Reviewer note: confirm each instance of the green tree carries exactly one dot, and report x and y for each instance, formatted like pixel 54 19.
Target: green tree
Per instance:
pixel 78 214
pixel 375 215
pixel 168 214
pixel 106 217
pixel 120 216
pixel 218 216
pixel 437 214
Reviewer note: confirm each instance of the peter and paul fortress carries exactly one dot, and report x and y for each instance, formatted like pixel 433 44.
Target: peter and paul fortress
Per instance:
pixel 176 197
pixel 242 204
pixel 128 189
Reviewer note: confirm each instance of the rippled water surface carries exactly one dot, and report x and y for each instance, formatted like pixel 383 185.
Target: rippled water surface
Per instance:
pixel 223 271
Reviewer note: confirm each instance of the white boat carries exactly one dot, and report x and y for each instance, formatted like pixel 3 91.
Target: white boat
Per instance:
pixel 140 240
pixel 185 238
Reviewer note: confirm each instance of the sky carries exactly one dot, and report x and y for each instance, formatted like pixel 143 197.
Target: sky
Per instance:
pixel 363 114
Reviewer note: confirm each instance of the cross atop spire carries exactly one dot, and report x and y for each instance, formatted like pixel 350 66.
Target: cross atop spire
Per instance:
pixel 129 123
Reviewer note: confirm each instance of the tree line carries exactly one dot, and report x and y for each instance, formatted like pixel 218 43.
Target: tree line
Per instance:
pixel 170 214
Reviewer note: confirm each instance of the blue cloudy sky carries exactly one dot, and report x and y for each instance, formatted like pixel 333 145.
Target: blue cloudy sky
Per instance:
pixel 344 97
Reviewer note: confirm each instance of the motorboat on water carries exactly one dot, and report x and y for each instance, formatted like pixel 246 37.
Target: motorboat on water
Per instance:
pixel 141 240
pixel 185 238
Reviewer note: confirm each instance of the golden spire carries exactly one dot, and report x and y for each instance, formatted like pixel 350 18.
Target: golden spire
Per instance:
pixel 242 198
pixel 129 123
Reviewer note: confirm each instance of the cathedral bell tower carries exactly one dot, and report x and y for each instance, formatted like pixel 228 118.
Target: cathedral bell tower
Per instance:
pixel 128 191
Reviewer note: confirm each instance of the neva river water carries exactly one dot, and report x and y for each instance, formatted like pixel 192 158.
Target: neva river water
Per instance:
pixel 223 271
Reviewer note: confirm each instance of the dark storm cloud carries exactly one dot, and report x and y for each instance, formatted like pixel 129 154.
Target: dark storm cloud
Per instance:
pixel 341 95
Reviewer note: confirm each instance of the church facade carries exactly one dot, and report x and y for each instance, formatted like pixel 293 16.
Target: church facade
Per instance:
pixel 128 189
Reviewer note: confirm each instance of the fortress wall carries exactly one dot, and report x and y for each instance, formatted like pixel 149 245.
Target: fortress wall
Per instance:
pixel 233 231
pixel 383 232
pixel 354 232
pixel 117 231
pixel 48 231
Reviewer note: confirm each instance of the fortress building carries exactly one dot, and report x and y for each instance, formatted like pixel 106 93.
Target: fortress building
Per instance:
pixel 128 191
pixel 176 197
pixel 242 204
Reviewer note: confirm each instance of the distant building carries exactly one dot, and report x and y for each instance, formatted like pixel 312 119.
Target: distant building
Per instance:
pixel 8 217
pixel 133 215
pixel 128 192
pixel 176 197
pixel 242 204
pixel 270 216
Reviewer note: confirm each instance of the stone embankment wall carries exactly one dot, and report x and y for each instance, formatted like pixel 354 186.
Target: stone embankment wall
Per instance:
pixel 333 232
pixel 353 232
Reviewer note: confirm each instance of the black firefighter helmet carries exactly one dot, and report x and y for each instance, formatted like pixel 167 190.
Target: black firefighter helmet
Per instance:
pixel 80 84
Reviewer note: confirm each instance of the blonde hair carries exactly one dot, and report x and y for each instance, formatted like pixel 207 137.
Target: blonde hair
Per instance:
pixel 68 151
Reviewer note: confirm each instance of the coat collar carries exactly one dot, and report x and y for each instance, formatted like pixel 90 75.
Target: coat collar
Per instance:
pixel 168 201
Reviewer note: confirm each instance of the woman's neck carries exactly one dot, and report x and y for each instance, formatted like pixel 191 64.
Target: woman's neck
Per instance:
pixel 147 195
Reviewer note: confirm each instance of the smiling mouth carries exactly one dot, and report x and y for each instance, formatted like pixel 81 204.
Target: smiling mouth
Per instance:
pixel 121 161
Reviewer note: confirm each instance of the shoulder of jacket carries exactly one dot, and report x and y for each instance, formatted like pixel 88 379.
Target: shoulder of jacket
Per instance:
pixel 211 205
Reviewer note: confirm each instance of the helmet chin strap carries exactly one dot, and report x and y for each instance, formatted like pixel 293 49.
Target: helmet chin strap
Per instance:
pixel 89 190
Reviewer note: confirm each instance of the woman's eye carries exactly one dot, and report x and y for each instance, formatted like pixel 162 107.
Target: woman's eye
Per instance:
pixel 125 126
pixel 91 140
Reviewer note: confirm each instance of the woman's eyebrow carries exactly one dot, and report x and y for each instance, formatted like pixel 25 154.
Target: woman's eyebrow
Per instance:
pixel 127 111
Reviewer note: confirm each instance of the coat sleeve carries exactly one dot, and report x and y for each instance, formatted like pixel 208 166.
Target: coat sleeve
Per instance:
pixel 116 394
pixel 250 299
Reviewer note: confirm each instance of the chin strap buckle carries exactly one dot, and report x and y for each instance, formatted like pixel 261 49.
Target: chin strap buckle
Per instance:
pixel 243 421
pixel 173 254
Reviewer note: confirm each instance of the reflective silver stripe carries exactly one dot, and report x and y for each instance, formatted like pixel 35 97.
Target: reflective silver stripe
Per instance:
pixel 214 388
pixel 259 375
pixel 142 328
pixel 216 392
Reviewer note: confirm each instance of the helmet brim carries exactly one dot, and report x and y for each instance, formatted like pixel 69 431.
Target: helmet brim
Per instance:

══════════════════════════════

To do: Reproduce everything from the start of the records down through the line containing "pixel 437 214", both ends included, with each line unchanged.

Exercise response:
Reviewer note: confirm each instance of the green tree carries exactly one dot, and report x and y for each instance, formatted like pixel 54 19.
Target: green tree
Per instance:
pixel 78 214
pixel 375 215
pixel 168 214
pixel 106 217
pixel 120 216
pixel 218 216
pixel 437 214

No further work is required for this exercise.